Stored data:
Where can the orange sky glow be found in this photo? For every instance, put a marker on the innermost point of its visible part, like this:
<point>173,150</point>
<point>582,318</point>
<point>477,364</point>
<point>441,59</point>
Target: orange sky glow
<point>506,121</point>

Problem details
Your reply should be an exact copy of every line from the line with "<point>173,150</point>" through the final line of the data, and nothing more.

Written answer
<point>173,150</point>
<point>582,318</point>
<point>477,364</point>
<point>441,59</point>
Target: orange sky glow
<point>506,121</point>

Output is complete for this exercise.